Each entry below should be retyped exactly, with nothing omitted.

Segment Start: Supplied data

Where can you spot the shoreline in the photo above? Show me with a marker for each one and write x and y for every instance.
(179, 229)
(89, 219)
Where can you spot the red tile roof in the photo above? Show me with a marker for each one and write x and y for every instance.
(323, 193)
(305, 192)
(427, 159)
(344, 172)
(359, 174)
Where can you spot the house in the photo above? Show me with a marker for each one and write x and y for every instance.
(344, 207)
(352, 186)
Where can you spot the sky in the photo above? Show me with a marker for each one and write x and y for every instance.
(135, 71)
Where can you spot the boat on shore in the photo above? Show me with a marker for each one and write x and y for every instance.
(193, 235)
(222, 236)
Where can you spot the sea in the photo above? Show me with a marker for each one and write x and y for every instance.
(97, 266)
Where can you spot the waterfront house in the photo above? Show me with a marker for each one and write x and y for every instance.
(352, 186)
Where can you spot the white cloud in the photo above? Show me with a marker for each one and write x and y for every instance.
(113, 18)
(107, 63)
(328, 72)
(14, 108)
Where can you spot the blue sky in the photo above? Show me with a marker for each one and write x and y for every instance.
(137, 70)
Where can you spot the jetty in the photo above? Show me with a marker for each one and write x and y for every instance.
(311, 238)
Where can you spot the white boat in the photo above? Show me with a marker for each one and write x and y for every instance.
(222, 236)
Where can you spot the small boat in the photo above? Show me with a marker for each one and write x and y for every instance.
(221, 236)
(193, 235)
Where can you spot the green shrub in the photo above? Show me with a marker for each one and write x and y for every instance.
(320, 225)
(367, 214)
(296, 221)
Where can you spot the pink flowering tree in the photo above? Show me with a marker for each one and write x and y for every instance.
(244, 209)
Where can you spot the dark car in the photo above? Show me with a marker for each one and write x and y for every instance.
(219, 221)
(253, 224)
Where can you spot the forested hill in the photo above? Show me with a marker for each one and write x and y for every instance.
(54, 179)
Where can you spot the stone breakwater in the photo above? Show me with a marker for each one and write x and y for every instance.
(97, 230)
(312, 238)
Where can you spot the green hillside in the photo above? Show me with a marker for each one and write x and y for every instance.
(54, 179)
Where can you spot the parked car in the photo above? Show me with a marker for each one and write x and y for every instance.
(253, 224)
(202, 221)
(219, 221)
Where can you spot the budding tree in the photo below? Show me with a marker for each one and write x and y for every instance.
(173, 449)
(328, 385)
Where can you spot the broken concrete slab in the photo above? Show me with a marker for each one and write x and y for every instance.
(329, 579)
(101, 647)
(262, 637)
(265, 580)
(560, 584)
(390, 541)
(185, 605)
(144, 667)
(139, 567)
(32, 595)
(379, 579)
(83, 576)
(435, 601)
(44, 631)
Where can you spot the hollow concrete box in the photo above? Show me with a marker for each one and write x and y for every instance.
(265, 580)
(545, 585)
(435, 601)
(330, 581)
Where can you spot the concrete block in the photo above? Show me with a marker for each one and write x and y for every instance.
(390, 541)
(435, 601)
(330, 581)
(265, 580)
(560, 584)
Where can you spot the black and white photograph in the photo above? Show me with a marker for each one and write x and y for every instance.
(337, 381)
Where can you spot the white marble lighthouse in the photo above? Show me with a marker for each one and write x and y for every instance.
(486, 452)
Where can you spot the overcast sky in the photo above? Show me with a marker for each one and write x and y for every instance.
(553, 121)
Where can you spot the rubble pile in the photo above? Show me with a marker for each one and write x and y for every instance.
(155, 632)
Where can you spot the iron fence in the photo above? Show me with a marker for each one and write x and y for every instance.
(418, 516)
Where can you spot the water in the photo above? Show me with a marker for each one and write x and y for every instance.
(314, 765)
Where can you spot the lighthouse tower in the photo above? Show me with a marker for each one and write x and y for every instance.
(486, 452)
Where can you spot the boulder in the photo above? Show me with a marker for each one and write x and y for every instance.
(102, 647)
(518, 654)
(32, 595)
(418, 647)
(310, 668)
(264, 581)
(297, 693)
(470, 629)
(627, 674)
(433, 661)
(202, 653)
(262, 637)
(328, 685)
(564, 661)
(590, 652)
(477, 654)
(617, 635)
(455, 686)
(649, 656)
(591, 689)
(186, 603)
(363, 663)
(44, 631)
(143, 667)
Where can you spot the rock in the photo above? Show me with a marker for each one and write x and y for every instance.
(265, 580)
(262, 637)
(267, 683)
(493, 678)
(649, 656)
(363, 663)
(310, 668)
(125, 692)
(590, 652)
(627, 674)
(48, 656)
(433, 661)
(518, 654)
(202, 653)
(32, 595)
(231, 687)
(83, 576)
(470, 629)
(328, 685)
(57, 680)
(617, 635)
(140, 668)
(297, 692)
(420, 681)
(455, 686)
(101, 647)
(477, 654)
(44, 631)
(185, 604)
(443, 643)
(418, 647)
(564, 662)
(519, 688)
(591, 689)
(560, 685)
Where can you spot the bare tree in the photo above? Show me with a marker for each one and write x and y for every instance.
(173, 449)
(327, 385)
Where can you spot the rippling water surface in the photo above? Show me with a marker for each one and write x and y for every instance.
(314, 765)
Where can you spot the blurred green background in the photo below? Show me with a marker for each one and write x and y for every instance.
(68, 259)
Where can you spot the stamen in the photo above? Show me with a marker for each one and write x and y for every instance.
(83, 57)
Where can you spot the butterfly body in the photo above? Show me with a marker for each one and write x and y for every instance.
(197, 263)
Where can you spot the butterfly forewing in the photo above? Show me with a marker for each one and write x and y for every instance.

Segment End: Supplied data

• Expected answer
Where can you spot the shoreline in the photo above? Show me with a marker for each one and write x and y for every instance.
(179, 229)
(89, 219)
Where can you spot the red tile roof in the photo above? Show me with a marker for each one and write x and y for every instance.
(323, 193)
(305, 192)
(427, 159)
(344, 172)
(359, 174)
Where can you spot the house in the photo above? Show me with a marker for each one and write x and y for every instance.
(344, 207)
(352, 186)
Where can you spot the sky in the photo above? Show me with a marker for each one and write x and y for every instance.
(135, 71)
Where can you spot the boat on shore in the photo above? Show me with a marker for each one and write x and y for every instance.
(193, 235)
(222, 236)
Where can you spot the sea in the photo above? Show me with a marker for each one and write x and y for every instance.
(97, 266)
Where can you spot the waterfront house in the photo above? Show me with a marker for each one and write x and y for every instance.
(352, 186)
Where can you spot the white cloud in the photo above? Show me with a marker for each one and write x and y for every instance.
(113, 18)
(107, 63)
(328, 72)
(14, 108)
Where can you spot the blue sky in the photo above? Show me with a marker for each one and write x and y for every instance.
(137, 70)
Where can you spot the jetty in the photo above? Show me with a marker for each one and write x and y for every instance.
(311, 238)
Where can you spot the white boat in the photo above? Show me with a marker for each one and write x and y for every instance.
(222, 236)
Where can you spot the small boat in the photo above? Show me with a marker for each one and write x and y for every instance.
(221, 236)
(193, 235)
Where can you spot the green shrub in the photo above? Show me with a marker for each one and write x and y for every instance.
(320, 225)
(367, 214)
(296, 221)
Where can you spot the pink flowering tree in the photo above? Show me with a marker for each one and write x and y for every instance.
(244, 209)
Where can you spot the dark car in the photo above? Show me with a marker for each one and write x and y for every instance.
(219, 221)
(253, 224)
Where can you spot the forested hill in the photo above? Show me with a marker for each one and write x and y for every instance.
(54, 179)
Where can you spot the stone breakwater in the photo above? Show me with a marker for each one and write x and y for every instance.
(97, 230)
(312, 238)
Where can you spot the green hillside in the photo above? Show me with a marker for each one and write x and y for every instance.
(54, 179)
Where can you spot the parked car in the photo above? Show me with a marker for each one and write x and y for every instance.
(253, 224)
(202, 221)
(219, 221)
Where can you spot the budding tree in the photo below? Show me with a marker for each one and write x and y for every instance.
(173, 449)
(328, 385)
Where can you spot the broken concrete slab in the photo above? Show me with a marker for each one and write x and y for every instance.
(329, 579)
(101, 647)
(262, 637)
(265, 580)
(560, 584)
(390, 541)
(185, 605)
(144, 667)
(139, 567)
(32, 595)
(379, 579)
(83, 576)
(435, 601)
(44, 631)
Where can you spot the hollow concrete box in the photo above? Show me with a marker for each one and write x and y for every instance.
(265, 580)
(545, 585)
(435, 601)
(330, 581)
Where can you spot the concrete block in the photo above? Show me with a marker for each one and write x and y for every instance.
(390, 541)
(435, 601)
(330, 581)
(265, 580)
(560, 584)
Where can you spot the black and white photograph in the photo above? Show me with a marker for each one and write x and y for every instance.
(337, 381)
Where can you spot the white marble lighthouse in the photo above? Show me with a marker for each one and write x and y for every instance.
(486, 452)
Where can you spot the overcast sky in the photo above? Show me with a marker for each one and write x and y for every instance.
(553, 121)
Where can you spot the rubble pile in the photo above? Show me with a marker for each one and write x and y for every instance.
(155, 632)
Where can you spot the iron fence in the photo above? Show me with a marker for each one and write x and y for every instance.
(418, 516)
Where can you spot the water in the photo above? Show me with a marker for each one and write x and y for every instance.
(314, 765)
Where can you spot the lighthouse tower in the photo above? Show me with a marker for each one and write x and y for every instance.
(486, 452)
Where can you spot the boulder in the photo above? Show me with a marker for each one and write x and y for every instance.
(102, 647)
(518, 654)
(32, 595)
(418, 647)
(310, 668)
(264, 581)
(297, 693)
(470, 629)
(627, 674)
(433, 661)
(202, 653)
(262, 637)
(328, 685)
(564, 661)
(590, 652)
(477, 654)
(617, 635)
(455, 686)
(649, 656)
(591, 689)
(186, 603)
(363, 663)
(44, 631)
(143, 667)
Where can you spot the rock in the photo above? Show me with a marker for each one and write x and y for every instance.
(265, 580)
(262, 637)
(267, 683)
(493, 678)
(649, 656)
(363, 663)
(310, 668)
(125, 692)
(590, 652)
(627, 674)
(48, 656)
(433, 661)
(518, 654)
(202, 653)
(32, 595)
(231, 687)
(83, 576)
(470, 629)
(328, 685)
(57, 680)
(617, 635)
(140, 668)
(297, 692)
(420, 681)
(455, 686)
(101, 647)
(477, 654)
(44, 631)
(185, 604)
(443, 643)
(418, 647)
(564, 662)
(519, 688)
(591, 689)
(560, 685)
Where can you spot the bare tree in the photo above? Show me with a marker for each one and write x and y for every instance.
(173, 449)
(327, 385)
Where can you spot the rippling water surface in the photo above? Show me with a marker for each one and write x and y for every instance.
(314, 765)
Where can you spot the blurred green background in the photo below? Show me with a marker for each one and write x and y for every instance.
(68, 259)
Where can you spot the stamen in the photo above? Show me with a marker for each one and write x and y for every instance.
(83, 57)
Where can you spot the butterfly body in the photo above? Show me with a marker for each one and write x and y for every instance.
(197, 263)
Where can you spot the butterfly forewing in the photo above? Show me with a marker for each one and write x and y for every instance.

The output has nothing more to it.